(Items from a dataset)
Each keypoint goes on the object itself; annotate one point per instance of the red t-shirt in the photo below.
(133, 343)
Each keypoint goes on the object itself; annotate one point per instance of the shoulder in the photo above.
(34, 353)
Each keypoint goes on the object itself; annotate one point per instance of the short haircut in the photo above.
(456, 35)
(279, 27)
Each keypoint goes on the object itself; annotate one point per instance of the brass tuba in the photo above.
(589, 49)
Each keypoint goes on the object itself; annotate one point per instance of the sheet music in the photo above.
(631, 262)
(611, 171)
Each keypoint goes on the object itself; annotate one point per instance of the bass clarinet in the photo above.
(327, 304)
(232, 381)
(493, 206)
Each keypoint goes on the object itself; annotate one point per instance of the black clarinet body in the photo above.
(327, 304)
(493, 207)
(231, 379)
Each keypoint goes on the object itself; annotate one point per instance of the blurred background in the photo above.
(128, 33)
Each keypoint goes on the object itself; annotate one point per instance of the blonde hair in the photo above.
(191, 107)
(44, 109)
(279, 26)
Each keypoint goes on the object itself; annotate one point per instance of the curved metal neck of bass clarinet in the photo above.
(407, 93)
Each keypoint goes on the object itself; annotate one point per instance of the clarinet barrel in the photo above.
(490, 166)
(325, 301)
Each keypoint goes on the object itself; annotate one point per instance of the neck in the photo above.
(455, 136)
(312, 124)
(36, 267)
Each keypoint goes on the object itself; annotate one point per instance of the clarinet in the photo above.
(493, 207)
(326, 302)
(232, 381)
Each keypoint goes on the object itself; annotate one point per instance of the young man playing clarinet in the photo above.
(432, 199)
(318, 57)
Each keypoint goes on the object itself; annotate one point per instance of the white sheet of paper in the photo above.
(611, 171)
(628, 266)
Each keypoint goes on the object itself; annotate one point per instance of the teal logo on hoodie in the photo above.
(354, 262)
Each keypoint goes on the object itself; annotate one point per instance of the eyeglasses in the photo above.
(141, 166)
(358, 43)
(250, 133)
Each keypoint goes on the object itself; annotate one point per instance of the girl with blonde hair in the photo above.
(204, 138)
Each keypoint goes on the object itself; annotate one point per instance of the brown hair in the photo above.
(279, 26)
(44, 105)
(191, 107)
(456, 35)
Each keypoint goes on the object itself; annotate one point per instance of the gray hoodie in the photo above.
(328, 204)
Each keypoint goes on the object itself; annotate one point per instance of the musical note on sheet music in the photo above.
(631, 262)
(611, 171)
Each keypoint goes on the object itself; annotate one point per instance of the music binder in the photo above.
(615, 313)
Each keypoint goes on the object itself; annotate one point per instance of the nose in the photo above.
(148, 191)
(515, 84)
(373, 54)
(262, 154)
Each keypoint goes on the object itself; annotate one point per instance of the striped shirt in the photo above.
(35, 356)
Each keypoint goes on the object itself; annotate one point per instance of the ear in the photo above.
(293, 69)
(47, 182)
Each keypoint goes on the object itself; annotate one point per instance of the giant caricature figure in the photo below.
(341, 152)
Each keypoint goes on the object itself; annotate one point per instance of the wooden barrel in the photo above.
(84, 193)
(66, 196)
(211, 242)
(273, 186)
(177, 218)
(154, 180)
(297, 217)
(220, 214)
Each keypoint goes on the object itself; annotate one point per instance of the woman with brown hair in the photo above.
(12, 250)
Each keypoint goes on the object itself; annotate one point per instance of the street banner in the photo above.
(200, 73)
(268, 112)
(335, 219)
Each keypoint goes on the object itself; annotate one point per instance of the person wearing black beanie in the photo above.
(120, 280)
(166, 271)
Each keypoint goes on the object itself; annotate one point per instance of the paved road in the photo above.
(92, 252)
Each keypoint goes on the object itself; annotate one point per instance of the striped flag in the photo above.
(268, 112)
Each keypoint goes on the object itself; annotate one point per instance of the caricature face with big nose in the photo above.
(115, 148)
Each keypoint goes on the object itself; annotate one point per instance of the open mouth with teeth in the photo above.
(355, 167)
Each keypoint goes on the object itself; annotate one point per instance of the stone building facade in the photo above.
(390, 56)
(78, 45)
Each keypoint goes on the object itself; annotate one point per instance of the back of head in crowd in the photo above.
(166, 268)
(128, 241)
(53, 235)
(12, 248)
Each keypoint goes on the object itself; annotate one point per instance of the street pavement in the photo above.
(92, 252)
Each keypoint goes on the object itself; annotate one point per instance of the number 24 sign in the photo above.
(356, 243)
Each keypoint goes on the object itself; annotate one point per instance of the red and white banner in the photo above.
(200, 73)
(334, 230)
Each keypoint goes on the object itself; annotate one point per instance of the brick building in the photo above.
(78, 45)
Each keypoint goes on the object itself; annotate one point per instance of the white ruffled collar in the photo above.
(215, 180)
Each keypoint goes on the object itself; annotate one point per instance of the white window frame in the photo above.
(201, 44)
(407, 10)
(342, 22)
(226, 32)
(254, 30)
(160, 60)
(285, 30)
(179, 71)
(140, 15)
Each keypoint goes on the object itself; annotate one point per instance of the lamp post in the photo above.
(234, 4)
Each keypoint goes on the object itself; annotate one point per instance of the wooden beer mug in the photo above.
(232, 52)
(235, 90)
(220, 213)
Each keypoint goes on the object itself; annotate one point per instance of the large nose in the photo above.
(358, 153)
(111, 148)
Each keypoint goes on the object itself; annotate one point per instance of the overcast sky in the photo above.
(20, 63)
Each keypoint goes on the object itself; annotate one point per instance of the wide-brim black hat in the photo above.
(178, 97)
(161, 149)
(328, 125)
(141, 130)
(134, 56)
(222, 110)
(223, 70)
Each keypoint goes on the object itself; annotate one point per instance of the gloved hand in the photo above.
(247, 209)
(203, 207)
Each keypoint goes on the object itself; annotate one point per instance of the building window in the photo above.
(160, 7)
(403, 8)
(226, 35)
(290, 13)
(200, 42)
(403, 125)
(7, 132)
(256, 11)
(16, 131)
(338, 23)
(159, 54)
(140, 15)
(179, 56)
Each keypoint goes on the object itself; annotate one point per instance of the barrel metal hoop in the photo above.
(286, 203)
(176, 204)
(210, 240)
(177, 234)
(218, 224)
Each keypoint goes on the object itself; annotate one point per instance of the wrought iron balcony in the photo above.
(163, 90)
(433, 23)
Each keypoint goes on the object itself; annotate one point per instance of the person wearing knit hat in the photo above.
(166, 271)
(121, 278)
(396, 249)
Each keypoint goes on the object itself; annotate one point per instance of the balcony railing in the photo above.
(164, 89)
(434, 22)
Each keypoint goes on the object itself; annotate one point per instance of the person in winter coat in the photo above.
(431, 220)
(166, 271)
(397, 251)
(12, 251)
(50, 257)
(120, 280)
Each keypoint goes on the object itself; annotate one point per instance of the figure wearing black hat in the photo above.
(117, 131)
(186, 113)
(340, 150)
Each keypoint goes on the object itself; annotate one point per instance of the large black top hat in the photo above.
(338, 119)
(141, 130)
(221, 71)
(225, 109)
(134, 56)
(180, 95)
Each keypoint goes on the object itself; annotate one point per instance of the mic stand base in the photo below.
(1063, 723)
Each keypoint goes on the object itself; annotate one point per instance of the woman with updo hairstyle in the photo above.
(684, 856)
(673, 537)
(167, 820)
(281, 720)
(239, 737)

Directions: Reproduce the material verbatim, beginning at the line that contains "top hat in the photo above." and continuing through the last line of the material, both ends included.

Reply:
Each keypoint goes on the object itself; annotate one point per instance of the large black top hat in the photo above.
(338, 119)
(141, 130)
(221, 71)
(225, 109)
(134, 56)
(180, 95)
Each keypoint goes on the object itself; annotate one point per instance of the mic stand base in the photo below.
(1063, 723)
Each keypoint goes on the object itself; annotate one point per instance of the woman with updo hairstyle in the photo above.
(684, 856)
(673, 537)
(167, 820)
(281, 720)
(239, 737)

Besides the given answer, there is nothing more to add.